Begin DOCUMENT SEGMENT
Re: [PATCH] sched/core: Fix bug when moving a domain between cpupools


I wanted to follow up on this patch, as I have not seen any responses to it.

In my work on the ARINC653 scheduler, I have observed this bug write to memory
past the end of a private UNIT structure (and in my case, stomping on a TLSF
allocator header) when migrating a domain from an ARINC cpupool to a credit
cpupool. This occurs because (a) the private UNIT structure is smaller for the
ARINC cpupool and (b) the credit scheduler method csched_aff_cntl does some bit
setting/ clearing while the private UNIT pointer still points incorrectly to the
ARINC cpupool one.

On 3/27/2020 3:30 PM, Jeff Kubascik wrote:
> For each UNIT, sched_set_affinity is called before unit->priv is updated
> to the new cpupool private UNIT data structure. The issue is
> sched_set_affinity will call the adjust_affinity method of the cpupool.
> If defined, the new cpupool may use unit->priv (e.g. credit), which at
> this point still references the old cpupool private UNIT data structure.
> This change fixes the bug by moving the switch of unit->priv earler in
> the function.
> Signed-off-by: Jeff Kubascik <jeff.kubascik@xxxxxxxxxxxxxxx>
> ---
> Hello,
> I've been working on updating the arinc653 scheduler to support
> multicore for a few months now. In the process of testing, I came across
> this obscure bug in the core scheduler code that took me a few weeks to
> track down. This bug resulted in the credit scheduler writing past the
> end of the arinc653 private UNIT data structure into the TLSF allocator
> bhdr structure of the adjacent region. This required some deep diving
> into the TLSF allocator code to trace the bug back to this point.
End DOCUMENT SEGMENT
GIVEN EXERCISE 1: Pull out every line of the listing that contains the string "region", and reproduce each line verbatim.
Begin EXERCISE MATERIAL
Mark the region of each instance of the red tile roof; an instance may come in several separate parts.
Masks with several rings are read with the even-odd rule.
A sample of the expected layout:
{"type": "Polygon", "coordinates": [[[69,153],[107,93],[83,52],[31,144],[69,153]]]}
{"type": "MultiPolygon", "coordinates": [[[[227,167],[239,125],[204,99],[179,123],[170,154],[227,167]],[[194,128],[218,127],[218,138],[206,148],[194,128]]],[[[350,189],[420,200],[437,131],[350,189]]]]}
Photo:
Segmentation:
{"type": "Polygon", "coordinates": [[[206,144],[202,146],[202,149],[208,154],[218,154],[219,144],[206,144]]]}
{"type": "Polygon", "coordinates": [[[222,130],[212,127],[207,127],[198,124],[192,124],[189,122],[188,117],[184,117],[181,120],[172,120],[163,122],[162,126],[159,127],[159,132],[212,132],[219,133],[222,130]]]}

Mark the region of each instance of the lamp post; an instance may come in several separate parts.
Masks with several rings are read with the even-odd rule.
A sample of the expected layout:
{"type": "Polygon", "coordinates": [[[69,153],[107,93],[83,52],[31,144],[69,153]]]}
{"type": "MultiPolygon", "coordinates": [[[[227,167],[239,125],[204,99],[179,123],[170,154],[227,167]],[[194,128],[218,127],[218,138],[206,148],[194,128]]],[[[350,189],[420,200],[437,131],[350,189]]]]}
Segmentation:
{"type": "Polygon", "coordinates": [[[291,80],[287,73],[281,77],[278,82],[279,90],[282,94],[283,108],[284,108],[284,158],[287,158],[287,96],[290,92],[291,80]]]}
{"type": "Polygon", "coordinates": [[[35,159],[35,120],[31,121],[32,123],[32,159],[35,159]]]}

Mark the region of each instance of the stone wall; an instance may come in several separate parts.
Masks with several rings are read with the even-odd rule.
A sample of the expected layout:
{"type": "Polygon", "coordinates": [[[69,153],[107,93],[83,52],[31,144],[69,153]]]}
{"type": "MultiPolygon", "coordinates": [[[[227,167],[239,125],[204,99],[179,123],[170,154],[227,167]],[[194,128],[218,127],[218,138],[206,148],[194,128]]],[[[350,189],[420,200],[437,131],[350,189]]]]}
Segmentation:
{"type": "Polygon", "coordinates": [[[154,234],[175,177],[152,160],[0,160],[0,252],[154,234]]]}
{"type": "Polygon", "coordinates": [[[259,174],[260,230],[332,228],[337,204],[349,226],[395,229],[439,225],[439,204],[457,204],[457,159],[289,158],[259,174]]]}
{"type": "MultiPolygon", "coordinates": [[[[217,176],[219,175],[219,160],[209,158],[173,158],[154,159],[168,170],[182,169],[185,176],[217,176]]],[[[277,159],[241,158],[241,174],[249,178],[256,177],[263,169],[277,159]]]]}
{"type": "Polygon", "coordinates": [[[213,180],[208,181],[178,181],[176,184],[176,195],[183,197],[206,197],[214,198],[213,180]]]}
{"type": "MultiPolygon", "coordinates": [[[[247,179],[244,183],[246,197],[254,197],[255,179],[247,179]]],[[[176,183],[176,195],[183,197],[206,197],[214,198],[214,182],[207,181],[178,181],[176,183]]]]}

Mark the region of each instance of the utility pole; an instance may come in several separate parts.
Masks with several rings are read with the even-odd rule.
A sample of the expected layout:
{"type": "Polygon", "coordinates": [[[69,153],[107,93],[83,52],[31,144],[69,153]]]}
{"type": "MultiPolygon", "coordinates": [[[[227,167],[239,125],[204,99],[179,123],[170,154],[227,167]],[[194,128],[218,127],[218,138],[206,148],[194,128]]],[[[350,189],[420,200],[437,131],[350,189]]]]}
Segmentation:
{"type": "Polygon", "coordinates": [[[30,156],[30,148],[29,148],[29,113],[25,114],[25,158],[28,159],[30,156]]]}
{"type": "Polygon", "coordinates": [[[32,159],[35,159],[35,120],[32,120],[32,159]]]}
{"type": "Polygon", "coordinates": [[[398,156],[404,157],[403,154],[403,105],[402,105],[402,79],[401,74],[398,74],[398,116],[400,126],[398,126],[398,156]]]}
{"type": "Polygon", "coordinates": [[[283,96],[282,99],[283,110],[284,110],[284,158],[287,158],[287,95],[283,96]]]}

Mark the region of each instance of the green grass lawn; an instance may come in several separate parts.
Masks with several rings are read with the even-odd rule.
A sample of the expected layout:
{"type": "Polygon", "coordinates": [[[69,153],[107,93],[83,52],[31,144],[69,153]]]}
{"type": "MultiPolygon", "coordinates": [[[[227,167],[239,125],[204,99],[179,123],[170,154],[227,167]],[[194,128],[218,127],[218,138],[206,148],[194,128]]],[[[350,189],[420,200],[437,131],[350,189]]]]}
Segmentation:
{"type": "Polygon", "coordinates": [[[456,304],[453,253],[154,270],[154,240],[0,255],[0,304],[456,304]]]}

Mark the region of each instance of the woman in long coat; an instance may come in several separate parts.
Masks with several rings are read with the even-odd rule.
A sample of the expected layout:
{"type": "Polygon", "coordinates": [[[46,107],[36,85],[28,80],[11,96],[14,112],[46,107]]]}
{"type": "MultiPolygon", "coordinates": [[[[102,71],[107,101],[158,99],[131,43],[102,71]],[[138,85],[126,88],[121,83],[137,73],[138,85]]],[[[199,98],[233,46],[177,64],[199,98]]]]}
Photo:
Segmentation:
End EXERCISE MATERIAL
GIVEN EXERCISE 2: Extend the scheduler patch discussion above, beginning right after its final sentence.

EXERCISE RESPONSE 1:
Mark the region of each instance of the red tile roof; an instance may come in several separate parts.
Mark the region of each instance of the lamp post; an instance may come in several separate parts.
Mark the region of each instance of the stone wall; an instance may come in several separate parts.
Mark the region of each instance of the utility pole; an instance may come in several separate parts.
Mark the region of each instance of the green grass lawn; an instance may come in several separate parts.
Mark the region of each instance of the woman in long coat; an instance may come in several separate parts.

EXERCISE RESPONSE 2:
> Sincerely,
> Jeff Kubascik
> ---
>  xen/common/sched/core.c | 2 +-
>  1 file changed, 1 insertion(+), 1 deletion(-)
> diff --git a/xen/common/sched/core.c b/xen/common/sched/core.c
> index 7e8e7d2c39..ea572a345a 100644
> --- a/xen/common/sched/core.c
> +++ b/xen/common/sched/core.c
> @@ -686,6 +686,7 @@ int sched_move_domain(struct domain *d, struct cpupool *c)
>          unsigned int unit_p = new_p;
>          unitdata = unit->priv;
> +        unit->priv = unit_priv[unit_idx];
>          for_each_sched_unit_vcpu ( unit, v )
>          {
> @@ -707,7 +708,6 @@ int sched_move_domain(struct domain *d, struct cpupool *c)
>           */
>          spin_unlock_irq(lock);
> -        unit->priv = unit_priv[unit_idx];
>          if ( !d->is_dying )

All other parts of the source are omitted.